--- START OF MATERIAL FOR THIS TASK ---
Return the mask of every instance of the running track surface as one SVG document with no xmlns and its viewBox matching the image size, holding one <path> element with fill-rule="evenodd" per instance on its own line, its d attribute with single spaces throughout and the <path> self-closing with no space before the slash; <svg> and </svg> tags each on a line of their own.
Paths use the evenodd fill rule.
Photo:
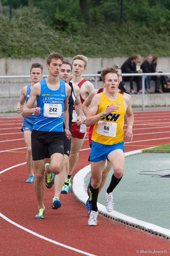
<svg viewBox="0 0 170 256">
<path fill-rule="evenodd" d="M 170 111 L 134 115 L 133 140 L 125 143 L 125 152 L 170 143 Z M 61 207 L 54 210 L 51 209 L 53 186 L 48 189 L 45 186 L 44 218 L 35 219 L 38 205 L 33 184 L 25 182 L 26 165 L 10 169 L 26 162 L 25 144 L 20 130 L 23 120 L 0 119 L 1 255 L 131 256 L 140 254 L 141 250 L 152 250 L 155 255 L 154 250 L 167 250 L 164 253 L 170 255 L 167 239 L 100 215 L 97 226 L 89 226 L 87 209 L 75 199 L 71 189 L 67 195 L 61 195 Z M 89 164 L 90 153 L 87 134 L 72 180 Z"/>
</svg>

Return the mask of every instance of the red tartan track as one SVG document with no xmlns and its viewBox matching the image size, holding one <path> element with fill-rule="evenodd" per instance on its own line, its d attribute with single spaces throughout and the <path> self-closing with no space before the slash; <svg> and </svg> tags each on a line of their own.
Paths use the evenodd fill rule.
<svg viewBox="0 0 170 256">
<path fill-rule="evenodd" d="M 134 114 L 133 141 L 125 144 L 125 152 L 170 143 L 170 111 Z M 0 172 L 26 162 L 26 149 L 20 148 L 26 147 L 20 130 L 22 120 L 20 117 L 0 119 Z M 82 150 L 89 148 L 87 139 L 88 135 Z M 89 149 L 80 151 L 72 180 L 89 164 L 90 152 Z M 1 256 L 133 256 L 141 254 L 141 250 L 152 250 L 148 253 L 155 255 L 161 254 L 154 253 L 154 250 L 167 250 L 164 254 L 170 255 L 170 243 L 165 238 L 100 215 L 96 226 L 89 226 L 86 208 L 75 199 L 71 189 L 67 195 L 61 195 L 62 207 L 54 210 L 51 208 L 53 186 L 50 189 L 45 186 L 44 218 L 35 219 L 37 204 L 33 184 L 25 182 L 28 174 L 25 164 L 0 173 Z M 9 222 L 2 215 L 39 236 Z"/>
</svg>

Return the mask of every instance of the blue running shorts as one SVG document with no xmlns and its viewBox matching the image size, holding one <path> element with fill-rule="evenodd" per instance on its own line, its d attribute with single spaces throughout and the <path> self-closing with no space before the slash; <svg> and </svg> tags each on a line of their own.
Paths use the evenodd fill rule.
<svg viewBox="0 0 170 256">
<path fill-rule="evenodd" d="M 124 150 L 124 142 L 120 142 L 113 145 L 105 145 L 92 141 L 92 145 L 90 155 L 91 162 L 96 162 L 103 160 L 105 161 L 109 153 L 116 149 Z"/>
<path fill-rule="evenodd" d="M 30 123 L 28 123 L 28 122 L 26 121 L 24 118 L 23 120 L 23 123 L 22 125 L 22 128 L 21 130 L 23 133 L 24 132 L 24 131 L 28 131 L 28 130 L 32 131 L 33 125 L 33 124 L 32 124 Z"/>
</svg>

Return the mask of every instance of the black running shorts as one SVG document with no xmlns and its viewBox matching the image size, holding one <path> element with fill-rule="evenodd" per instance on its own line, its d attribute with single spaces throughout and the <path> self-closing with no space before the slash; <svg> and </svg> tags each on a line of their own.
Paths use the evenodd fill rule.
<svg viewBox="0 0 170 256">
<path fill-rule="evenodd" d="M 64 143 L 64 154 L 68 155 L 68 157 L 70 155 L 70 150 L 71 149 L 71 139 L 68 139 L 65 134 L 64 134 L 63 136 Z M 48 148 L 46 148 L 46 153 L 45 156 L 45 158 L 50 158 L 50 156 L 48 152 Z"/>
<path fill-rule="evenodd" d="M 46 147 L 50 157 L 59 153 L 64 155 L 63 137 L 64 132 L 44 131 L 33 130 L 31 133 L 32 159 L 41 160 L 45 158 Z"/>
<path fill-rule="evenodd" d="M 69 157 L 71 149 L 71 139 L 68 139 L 65 134 L 64 134 L 64 154 Z M 48 152 L 48 148 L 46 147 L 46 152 L 45 156 L 45 158 L 50 158 L 50 156 Z"/>
</svg>

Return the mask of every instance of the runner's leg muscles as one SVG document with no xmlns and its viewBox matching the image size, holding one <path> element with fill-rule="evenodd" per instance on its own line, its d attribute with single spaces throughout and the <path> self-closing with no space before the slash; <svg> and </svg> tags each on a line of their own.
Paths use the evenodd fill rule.
<svg viewBox="0 0 170 256">
<path fill-rule="evenodd" d="M 29 130 L 24 131 L 24 140 L 27 147 L 27 154 L 26 155 L 26 162 L 27 165 L 29 176 L 34 174 L 34 164 L 32 157 L 31 152 L 31 132 Z"/>
<path fill-rule="evenodd" d="M 99 194 L 99 187 L 101 181 L 102 173 L 105 162 L 102 160 L 96 162 L 91 162 L 92 178 L 89 186 L 89 191 L 91 201 L 92 210 L 97 211 L 97 202 Z"/>
<path fill-rule="evenodd" d="M 69 157 L 69 174 L 71 175 L 79 158 L 79 150 L 84 141 L 84 139 L 78 139 L 72 137 L 70 155 Z"/>
<path fill-rule="evenodd" d="M 114 173 L 111 181 L 107 190 L 108 194 L 112 192 L 122 177 L 125 165 L 125 156 L 121 149 L 116 149 L 110 153 L 108 158 L 112 164 Z"/>
</svg>

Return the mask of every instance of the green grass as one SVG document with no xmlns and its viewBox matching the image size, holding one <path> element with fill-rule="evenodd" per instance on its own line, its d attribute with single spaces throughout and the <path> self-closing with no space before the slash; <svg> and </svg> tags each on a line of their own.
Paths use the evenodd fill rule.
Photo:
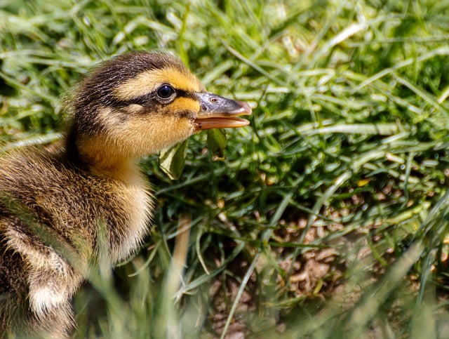
<svg viewBox="0 0 449 339">
<path fill-rule="evenodd" d="M 79 337 L 447 335 L 448 1 L 0 8 L 4 149 L 59 138 L 62 94 L 133 49 L 172 51 L 254 108 L 224 159 L 203 133 L 178 180 L 142 161 L 151 237 L 79 293 Z"/>
</svg>

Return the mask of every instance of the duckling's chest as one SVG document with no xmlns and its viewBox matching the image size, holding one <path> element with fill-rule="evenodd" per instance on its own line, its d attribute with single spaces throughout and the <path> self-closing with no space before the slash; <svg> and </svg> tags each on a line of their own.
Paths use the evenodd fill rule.
<svg viewBox="0 0 449 339">
<path fill-rule="evenodd" d="M 135 252 L 148 233 L 153 209 L 147 183 L 140 175 L 130 182 L 105 185 L 107 203 L 102 214 L 106 216 L 109 253 L 113 262 Z"/>
</svg>

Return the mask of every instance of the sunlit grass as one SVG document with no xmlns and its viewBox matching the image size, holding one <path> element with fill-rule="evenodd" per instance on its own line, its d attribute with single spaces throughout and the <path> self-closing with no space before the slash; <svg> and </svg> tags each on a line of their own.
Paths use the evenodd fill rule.
<svg viewBox="0 0 449 339">
<path fill-rule="evenodd" d="M 55 140 L 62 93 L 133 49 L 172 51 L 209 91 L 254 108 L 224 159 L 200 134 L 179 180 L 156 156 L 142 161 L 151 237 L 80 292 L 80 338 L 444 333 L 446 1 L 0 4 L 3 150 Z"/>
</svg>

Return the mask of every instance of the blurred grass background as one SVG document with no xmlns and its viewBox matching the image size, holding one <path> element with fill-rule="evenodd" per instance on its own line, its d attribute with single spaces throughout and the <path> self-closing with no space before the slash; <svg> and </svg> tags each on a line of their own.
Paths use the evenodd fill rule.
<svg viewBox="0 0 449 339">
<path fill-rule="evenodd" d="M 254 109 L 179 180 L 144 159 L 151 237 L 76 336 L 449 337 L 448 41 L 446 1 L 0 0 L 3 150 L 60 138 L 63 93 L 130 50 Z"/>
</svg>

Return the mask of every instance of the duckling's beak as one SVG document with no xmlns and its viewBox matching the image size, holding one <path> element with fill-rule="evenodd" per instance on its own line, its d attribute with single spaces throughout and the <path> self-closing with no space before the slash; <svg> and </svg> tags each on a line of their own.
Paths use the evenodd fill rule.
<svg viewBox="0 0 449 339">
<path fill-rule="evenodd" d="M 232 128 L 249 125 L 250 122 L 248 120 L 238 118 L 241 115 L 251 114 L 251 107 L 246 102 L 227 99 L 211 93 L 195 94 L 201 106 L 195 119 L 196 131 L 210 128 Z"/>
</svg>

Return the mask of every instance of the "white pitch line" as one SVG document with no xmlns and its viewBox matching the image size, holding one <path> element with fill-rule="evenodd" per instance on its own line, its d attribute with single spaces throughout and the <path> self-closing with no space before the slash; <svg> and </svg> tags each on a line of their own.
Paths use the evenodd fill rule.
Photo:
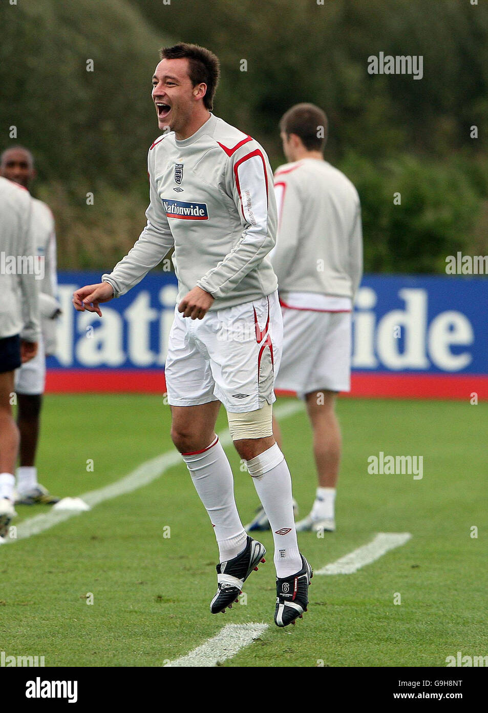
--- END OF MATERIAL FOR THIS TASK ---
**WHAT YOU ARE ASKED TO DO**
Copy out the lines starting with the one containing "Return the mask of every instance of the runner's" and going on through the one containing "29 130 L 24", both included, without changing a character.

**COMPLETE OUTPUT**
Return the mask of every instance of the runner's leg muscles as one SVG document with no xmlns and its viewBox matching the image size, holding one <path> element with fill-rule="evenodd" per instance on its own line, its d attribute with single spaces throughout and the <path> self-closing with no space before the slash; <svg> and </svg> tags each on a line of their own.
Paths use the evenodd fill rule.
<svg viewBox="0 0 170 256">
<path fill-rule="evenodd" d="M 29 130 L 24 131 L 24 140 L 27 147 L 27 154 L 26 155 L 26 162 L 27 165 L 29 176 L 34 174 L 34 164 L 32 157 L 31 152 L 31 132 Z"/>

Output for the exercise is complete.